* BEGIN Document passage *

Building Mht Files from URLs revisited

Is it possible to compile this into a dll, for use in vb6, or just convert the code?

Thanks

Any way to apply gzip compression to MHTs?

Great idea, thanks.

Have you considered extending this to save in other widely used formats - like perhaps .doc?

Because .MHT doesn’t seem to be that widely/consistently supported yet, I’m a little hesitant about adopting it as a format for collecting/archiving saved content.

So a version that supported the .doc format would be a welcome alternative (IMHO). I know, it’s not a truly open standard… but the OPen Office folks seem to have managed, so perhaps it’s possible?

This is a great, great tool and will work perfectly for my intranet reporting project. Thanks Jeff!

the program is very cool but it seems i must use the comercial versions

what i need is to convert a local file to mht and send this with vb.net built in mail

Andre

I use Visual Studio 2k5
How create just the simple .mht file? Wtih the headers and etc?

Hi Jeff,

I have posted a question on The Code Project in regards to my question, but I thought it might be easier to reach you here.

Is this app supposed to loop though the entire site folder and create a mht file for each html file? 1 for 1. It seems to only get the first file it finds, creates an mht (perfectly I might add) but stops there.

I have an intranet that has 12000 files, and the reason I am interested in your app is because I need to convert them into mht, and then upload them into Sharepoint. This then allows suers to view all pages in IE Browser, but edit the pages easily in WORD.

So as you can imagine, a batch process is paramount.

* END Document passage *

● **Directive 1**
Repeat the portion of the MHT forum thread that opens with the words containing "Any way to apply" and closes with "collecting/archiving saved content.".
● **Directive 2**
According to the MHT forum thread, how many files are on the intranet that one poster wants to convert and upload into Sharepoint?

* BEGIN Records provided *

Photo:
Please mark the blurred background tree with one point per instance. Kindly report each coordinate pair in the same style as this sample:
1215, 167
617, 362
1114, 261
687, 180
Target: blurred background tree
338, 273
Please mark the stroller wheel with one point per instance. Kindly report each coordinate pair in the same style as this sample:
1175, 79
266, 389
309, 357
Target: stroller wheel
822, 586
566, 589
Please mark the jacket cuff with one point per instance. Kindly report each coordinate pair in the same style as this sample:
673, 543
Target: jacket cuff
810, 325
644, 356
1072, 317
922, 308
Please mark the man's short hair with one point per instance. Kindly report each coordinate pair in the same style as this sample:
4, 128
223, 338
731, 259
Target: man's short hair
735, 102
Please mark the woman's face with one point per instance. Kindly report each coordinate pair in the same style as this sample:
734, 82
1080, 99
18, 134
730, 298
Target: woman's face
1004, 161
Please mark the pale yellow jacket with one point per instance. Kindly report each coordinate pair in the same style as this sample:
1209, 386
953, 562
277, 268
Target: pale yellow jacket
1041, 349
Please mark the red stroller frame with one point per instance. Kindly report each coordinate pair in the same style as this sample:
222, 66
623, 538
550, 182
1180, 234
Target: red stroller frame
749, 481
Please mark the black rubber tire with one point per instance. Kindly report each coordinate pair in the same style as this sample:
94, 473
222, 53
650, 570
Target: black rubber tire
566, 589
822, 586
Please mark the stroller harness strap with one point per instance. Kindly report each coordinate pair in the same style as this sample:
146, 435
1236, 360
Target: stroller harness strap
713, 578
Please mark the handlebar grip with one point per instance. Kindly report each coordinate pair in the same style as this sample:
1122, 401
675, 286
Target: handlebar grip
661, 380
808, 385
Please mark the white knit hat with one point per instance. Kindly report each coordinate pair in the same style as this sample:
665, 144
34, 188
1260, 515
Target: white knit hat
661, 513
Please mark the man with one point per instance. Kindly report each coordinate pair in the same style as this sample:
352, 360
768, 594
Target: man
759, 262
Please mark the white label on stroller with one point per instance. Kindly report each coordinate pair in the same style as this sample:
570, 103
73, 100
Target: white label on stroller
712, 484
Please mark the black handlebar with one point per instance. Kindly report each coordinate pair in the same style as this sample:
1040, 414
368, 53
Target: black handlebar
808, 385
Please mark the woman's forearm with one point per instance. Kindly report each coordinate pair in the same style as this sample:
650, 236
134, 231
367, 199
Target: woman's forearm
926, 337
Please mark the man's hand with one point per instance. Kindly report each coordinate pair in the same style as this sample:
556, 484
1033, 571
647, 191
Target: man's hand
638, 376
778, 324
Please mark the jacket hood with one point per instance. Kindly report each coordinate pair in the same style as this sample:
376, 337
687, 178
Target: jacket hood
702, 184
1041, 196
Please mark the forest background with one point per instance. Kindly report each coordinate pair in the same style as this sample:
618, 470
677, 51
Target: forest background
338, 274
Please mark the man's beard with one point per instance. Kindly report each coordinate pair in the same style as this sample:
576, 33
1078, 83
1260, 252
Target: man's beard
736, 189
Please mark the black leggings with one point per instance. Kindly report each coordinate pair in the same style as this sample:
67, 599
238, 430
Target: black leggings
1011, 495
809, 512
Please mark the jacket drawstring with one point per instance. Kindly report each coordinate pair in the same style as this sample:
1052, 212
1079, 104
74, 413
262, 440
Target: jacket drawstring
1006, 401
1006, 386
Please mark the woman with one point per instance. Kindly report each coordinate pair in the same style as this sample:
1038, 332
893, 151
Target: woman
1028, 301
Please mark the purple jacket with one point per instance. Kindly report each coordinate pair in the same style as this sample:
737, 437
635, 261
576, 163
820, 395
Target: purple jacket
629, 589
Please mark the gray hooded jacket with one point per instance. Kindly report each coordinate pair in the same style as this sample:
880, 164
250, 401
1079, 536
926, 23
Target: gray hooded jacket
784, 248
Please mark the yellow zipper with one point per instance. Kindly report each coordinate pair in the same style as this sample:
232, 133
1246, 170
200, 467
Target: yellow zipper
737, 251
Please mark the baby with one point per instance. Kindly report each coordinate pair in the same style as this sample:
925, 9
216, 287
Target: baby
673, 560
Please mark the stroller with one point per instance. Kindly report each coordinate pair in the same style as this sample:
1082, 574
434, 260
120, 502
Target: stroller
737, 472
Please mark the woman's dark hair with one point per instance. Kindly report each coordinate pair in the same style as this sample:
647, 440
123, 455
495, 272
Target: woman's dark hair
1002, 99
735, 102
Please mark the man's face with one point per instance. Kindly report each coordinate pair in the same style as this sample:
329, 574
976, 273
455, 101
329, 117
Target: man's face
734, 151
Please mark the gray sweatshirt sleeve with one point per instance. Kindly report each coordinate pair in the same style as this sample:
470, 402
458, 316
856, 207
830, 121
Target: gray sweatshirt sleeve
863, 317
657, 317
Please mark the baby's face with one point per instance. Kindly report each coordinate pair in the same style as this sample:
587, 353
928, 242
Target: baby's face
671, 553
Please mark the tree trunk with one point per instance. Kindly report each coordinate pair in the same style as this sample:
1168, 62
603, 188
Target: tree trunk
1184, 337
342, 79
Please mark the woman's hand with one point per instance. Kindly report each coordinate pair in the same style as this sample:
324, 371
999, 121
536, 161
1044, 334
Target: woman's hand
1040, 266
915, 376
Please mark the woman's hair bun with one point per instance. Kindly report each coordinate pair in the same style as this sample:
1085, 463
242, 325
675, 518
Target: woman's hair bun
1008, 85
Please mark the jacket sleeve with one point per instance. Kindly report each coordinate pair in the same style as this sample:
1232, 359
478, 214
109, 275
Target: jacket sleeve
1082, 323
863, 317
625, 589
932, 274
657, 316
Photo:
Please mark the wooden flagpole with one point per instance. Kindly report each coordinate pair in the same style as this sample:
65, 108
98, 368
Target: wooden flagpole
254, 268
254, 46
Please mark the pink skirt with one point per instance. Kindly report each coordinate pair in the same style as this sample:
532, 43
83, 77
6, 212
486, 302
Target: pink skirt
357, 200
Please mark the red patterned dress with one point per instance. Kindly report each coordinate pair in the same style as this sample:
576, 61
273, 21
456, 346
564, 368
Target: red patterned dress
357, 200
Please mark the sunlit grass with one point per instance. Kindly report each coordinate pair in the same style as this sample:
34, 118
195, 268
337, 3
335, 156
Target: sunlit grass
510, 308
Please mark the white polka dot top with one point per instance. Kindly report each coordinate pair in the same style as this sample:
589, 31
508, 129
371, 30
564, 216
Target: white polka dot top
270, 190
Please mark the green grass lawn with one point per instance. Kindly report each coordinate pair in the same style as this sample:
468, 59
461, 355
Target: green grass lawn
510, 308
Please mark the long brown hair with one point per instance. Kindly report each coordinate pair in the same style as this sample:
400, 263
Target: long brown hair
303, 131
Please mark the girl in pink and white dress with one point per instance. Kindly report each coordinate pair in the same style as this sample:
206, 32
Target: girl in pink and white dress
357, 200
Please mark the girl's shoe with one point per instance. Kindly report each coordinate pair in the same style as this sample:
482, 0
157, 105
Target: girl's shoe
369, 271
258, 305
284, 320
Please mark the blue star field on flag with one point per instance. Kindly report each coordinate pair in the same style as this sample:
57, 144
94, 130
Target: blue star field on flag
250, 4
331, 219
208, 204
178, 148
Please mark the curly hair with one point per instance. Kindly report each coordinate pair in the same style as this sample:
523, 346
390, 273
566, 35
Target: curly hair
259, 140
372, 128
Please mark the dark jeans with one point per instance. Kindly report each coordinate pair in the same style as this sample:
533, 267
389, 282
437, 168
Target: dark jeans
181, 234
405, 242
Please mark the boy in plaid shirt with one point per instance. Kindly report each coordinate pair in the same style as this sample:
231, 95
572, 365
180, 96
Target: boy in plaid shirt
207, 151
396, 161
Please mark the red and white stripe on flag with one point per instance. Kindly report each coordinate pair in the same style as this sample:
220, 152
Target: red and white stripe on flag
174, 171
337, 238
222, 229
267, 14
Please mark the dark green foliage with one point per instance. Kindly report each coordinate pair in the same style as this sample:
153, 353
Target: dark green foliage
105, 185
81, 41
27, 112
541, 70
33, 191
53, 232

* END Records provided *

● **Full answer 1**
Any way to apply gzip compression to MHTs?

Great idea, thanks.

Have you considered extending this to save in other widely used formats - like perhaps .doc?

Because .MHT doesn’t seem to be that widely/consistently supported yet, I’m a little hesitant about adopting it as a format for collecting/archiving saved content.

● **Full answer 2**
12000 files.